> _READING TEXT_
#####
Mr. Bissinger writes that Philadelphia's poverty rate is as high as 30 percent overall, and up to 52 percent for children. The perception of high crime hasn't been ameliorated. Taxes remain high, notwithstanding Mr. Rendell's efforts, leaving Philadelphia quite uncompetitive with its suburbs. Economic change has ravaged Philadelphia's blue-collar work force, creating "a manufacturing mausoleum." Venal, backbiting politics, often race-tinged, plague the city.
To know Philadelphia is to know the bleak picture is correct -- though surely not the whole story of a grand, multifaceted American city.
Where real peril arises is Mr. Rendell's explicit suggestion that Philadelphia's plight tells the story for a big bunch of America's "most troubled" cities, among them Atlanta, Detroit, Baltimore, Cleveland, Newark, Washington and Miami.
That approach "turns people off, makes them feel powerless, helpless," says Marc Weiss, who served as chief policy adviser to former Housing and Urban Development Secretary Henry Cisneros. "People figure," says Mr. Weiss: "If Rendell can't do it, no one can. It's very shortsighted on his part."
Indeed, a man with rare insight into our cities takes a view diametrically opposed to Mr. Rendell's. He's Paul Grogan, president of the Local Initiatives Support Corporation that's mobilized billions of dollars for hard-hit city neighborhoods, first for housing, now increasingly for supermarkets and business development.
The community development movement, says Mr. Grogan, has registered prodigious growth across urban America, notwithstanding such enemies as drugs, depopulation and crime. There's evidence of a real retail renaissance in many cities. The '90s have witnessed dramatic, historic reductions in crime.
#####
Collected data
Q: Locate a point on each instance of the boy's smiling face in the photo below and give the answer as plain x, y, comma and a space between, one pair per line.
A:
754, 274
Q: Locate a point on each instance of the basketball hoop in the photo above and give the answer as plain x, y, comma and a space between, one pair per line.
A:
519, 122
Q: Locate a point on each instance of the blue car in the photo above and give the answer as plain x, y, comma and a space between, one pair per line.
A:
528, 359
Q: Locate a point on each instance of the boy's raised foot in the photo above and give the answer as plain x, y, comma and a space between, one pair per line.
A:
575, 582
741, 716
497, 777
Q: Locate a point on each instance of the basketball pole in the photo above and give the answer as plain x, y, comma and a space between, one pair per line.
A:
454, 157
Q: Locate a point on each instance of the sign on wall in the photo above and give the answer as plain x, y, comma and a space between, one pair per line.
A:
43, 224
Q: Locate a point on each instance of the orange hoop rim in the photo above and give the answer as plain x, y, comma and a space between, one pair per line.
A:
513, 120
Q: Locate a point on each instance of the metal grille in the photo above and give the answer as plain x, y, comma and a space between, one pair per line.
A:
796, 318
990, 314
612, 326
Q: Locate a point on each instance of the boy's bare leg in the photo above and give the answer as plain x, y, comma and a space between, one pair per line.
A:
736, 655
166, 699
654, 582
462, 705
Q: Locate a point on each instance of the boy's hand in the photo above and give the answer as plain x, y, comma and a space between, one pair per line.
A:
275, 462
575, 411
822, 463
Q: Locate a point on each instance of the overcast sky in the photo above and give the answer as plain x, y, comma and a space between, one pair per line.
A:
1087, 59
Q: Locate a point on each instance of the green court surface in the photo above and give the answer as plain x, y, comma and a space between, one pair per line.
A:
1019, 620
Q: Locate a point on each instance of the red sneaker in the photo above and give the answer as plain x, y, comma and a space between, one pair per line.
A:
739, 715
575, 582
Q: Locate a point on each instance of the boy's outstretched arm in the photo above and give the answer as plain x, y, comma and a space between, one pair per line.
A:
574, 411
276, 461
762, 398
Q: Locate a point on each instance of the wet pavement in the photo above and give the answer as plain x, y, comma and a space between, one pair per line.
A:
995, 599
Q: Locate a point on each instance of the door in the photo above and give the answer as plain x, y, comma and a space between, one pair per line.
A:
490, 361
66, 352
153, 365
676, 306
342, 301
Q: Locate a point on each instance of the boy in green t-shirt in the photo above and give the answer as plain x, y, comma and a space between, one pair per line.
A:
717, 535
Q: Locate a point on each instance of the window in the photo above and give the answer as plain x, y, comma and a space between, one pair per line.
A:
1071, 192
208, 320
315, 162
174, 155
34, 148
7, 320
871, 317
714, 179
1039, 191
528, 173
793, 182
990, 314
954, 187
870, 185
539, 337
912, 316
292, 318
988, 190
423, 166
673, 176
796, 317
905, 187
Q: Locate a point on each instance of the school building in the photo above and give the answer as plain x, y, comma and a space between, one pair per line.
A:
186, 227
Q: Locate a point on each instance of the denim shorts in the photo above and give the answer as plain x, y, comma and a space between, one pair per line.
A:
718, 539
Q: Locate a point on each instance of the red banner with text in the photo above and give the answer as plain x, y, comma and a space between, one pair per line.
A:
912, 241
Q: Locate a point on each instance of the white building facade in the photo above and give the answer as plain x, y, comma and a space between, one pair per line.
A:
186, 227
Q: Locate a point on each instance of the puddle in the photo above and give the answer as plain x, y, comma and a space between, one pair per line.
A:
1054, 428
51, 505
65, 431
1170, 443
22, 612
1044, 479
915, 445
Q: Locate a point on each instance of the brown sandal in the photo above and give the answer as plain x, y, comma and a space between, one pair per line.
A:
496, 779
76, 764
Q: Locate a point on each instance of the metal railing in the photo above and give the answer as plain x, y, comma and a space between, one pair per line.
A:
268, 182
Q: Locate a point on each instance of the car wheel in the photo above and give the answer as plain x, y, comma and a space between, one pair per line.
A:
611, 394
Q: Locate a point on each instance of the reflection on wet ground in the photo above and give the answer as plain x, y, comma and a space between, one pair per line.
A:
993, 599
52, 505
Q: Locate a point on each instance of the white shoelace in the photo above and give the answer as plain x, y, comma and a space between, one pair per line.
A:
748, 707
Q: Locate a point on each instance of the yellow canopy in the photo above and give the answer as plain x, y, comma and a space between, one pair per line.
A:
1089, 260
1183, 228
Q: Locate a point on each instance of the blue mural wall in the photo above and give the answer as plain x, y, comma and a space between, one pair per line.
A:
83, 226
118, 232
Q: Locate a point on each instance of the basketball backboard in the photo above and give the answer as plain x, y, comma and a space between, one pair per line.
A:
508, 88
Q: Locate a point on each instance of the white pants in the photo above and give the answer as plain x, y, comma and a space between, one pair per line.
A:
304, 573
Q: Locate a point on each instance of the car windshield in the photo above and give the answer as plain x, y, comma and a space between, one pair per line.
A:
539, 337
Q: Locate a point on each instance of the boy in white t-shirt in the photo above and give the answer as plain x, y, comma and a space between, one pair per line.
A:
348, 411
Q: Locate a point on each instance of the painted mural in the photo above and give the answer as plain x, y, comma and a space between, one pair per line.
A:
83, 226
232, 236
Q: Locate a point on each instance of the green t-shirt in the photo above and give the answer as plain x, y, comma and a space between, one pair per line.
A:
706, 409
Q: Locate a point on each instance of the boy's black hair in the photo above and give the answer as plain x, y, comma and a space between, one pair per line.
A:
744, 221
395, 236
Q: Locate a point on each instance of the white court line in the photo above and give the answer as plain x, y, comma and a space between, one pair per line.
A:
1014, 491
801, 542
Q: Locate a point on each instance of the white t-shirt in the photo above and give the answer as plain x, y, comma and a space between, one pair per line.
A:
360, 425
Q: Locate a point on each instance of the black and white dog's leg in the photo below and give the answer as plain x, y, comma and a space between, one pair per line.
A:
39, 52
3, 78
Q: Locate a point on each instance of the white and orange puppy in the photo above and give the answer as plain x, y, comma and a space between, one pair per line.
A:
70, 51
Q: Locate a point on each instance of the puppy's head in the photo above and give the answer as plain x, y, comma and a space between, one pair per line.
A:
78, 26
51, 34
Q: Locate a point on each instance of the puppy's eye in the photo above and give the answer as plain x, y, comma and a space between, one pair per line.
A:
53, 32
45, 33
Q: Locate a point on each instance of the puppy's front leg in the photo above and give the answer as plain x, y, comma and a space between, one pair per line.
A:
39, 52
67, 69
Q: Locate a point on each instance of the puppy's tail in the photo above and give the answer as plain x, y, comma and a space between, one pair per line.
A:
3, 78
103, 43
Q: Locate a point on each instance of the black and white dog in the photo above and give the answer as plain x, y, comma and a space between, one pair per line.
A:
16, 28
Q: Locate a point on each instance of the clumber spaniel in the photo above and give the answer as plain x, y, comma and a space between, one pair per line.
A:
#####
For each statement, say yes or no depending on whether it agrees with the text about Philadelphia, and quote the words from the text that decide it. (a) The child poverty rate in Philadelphia goes as high as 52 percent. (b) Paul Grogan was chief policy adviser to Henry Cisneros. (c) Taxes in Philadelphia have dropped enough to compete with its suburbs. You won't need the rows for this.

(a) Yes: "up to 52 percent for children."
(b) No: "Marc Weiss, who served as chief policy adviser to former Housing and Urban Development Secretary Henry Cisneros" and "He's Paul Grogan, president of the Local Initiatives Support Corporation."
(c) No: "Taxes remain high, notwithstanding Mr. Rendell's efforts, leaving Philadelphia quite uncompetitive with its suburbs."